DATASET RECORDS:
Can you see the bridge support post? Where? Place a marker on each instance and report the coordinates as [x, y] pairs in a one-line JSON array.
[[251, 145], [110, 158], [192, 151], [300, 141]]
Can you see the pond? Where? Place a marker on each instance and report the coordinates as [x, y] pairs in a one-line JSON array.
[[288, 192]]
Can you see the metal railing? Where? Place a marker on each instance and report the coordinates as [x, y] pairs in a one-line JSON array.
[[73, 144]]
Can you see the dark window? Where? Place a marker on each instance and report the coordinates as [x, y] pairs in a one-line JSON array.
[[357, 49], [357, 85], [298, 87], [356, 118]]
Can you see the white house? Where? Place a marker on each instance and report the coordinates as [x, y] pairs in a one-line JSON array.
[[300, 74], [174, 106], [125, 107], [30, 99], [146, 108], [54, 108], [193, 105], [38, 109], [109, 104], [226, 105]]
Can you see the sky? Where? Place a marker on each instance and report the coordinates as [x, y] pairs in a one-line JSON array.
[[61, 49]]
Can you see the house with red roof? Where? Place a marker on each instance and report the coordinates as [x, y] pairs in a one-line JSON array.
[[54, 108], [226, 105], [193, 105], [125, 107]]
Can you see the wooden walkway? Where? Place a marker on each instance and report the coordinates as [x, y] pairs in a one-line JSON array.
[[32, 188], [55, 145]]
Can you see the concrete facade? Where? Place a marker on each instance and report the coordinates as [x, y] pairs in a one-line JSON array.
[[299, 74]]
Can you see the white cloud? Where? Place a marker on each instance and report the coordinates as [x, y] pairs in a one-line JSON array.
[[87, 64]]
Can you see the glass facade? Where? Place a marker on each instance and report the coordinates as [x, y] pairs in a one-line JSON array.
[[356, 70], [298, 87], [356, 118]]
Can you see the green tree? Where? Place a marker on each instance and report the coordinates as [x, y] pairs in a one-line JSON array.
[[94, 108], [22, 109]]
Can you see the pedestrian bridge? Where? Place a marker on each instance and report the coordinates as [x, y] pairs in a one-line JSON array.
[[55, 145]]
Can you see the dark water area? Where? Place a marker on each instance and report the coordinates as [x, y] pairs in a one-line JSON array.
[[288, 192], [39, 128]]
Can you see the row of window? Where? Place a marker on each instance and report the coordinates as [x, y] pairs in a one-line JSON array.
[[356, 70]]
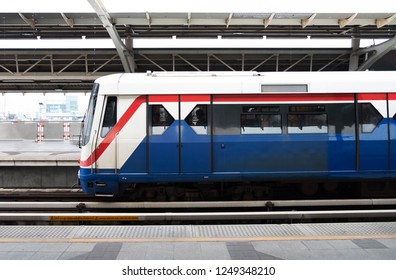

PROBLEM DESCRIPTION:
Leave out the images and copy all remaining data word for word.

PROBLEM SOLUTION:
Can you see the bridge support post? Where? Place a marker on each instance and report the coordinates as [x, y] pairs in a one-line JSON array.
[[251, 145], [110, 158], [192, 151], [300, 141]]
Can you see the pond? Where? Place a marker on each instance and report the coordinates as [x, y] pairs in a one-line JSON array.
[[288, 192]]
Can you see the metal railing? Where? Place a marker on each instance and report the coordinates as [x, y] pairs in a one-line JSON array.
[[73, 144]]
Can you see the dark window? Where? Place a marker on each instance and report the coordinates as [x, y] pairs in a one-line JSON array.
[[357, 49], [357, 85], [298, 87], [356, 118]]
Can you see the white house? Where? Place a marker on each instance and report the coordinates as [x, y] pairs in a one-line JSON array.
[[300, 74], [174, 106], [125, 107], [30, 99], [146, 108], [54, 108], [193, 105], [38, 109], [109, 104], [226, 105]]
Can you see the sky? Where? Place a marker on each instance and report the coordinates as [x, y] pairs in a one-line JSON array.
[[61, 49]]
Can you see the house with red roof? Where? Place a marker on each instance and report the coordinates as [x, y] pairs in a one-line JSON array.
[[54, 108], [226, 105], [193, 105], [125, 107]]
Can you see the wooden walkway? Where? Place a marker on each instance and report the coordinates as [x, y] pairs in a one-line JSON array.
[[32, 188], [55, 145]]
Can you see the concrete facade? Where? Place a marker on each instance and report the coordinates as [x, y] pairs in a one-line JSON array.
[[299, 74]]
Can you see the white cloud? Where? Place a marker on each instance and report the coordinates as [x, y] pairs in a one-line JSON array.
[[87, 64]]
Can you see the glass facade? Where? Place a marker on each instance and report the coordinates as [x, y] pairs in a one-line JSON array.
[[356, 70], [298, 87], [356, 118]]
Can you see the green tree? Where? Place a marker on each instance and report the coordinates as [x, y] pairs in a one-line JSON array.
[[94, 108], [22, 109]]
Can you see the pedestrian bridge? Where? Place a marker on each instance and report the coordinates as [x, y] pairs in a one-line JSON array.
[[55, 145]]
Can you see the dark water area? Where? Place a marker on each instance and report the coordinates as [x, y] pairs in a one-line JSON array.
[[288, 192], [39, 128]]
Can you see the row of window? Where? Place a marker on each instance and report the coordinates as [x, y] pairs in a one-line JSON array.
[[356, 70]]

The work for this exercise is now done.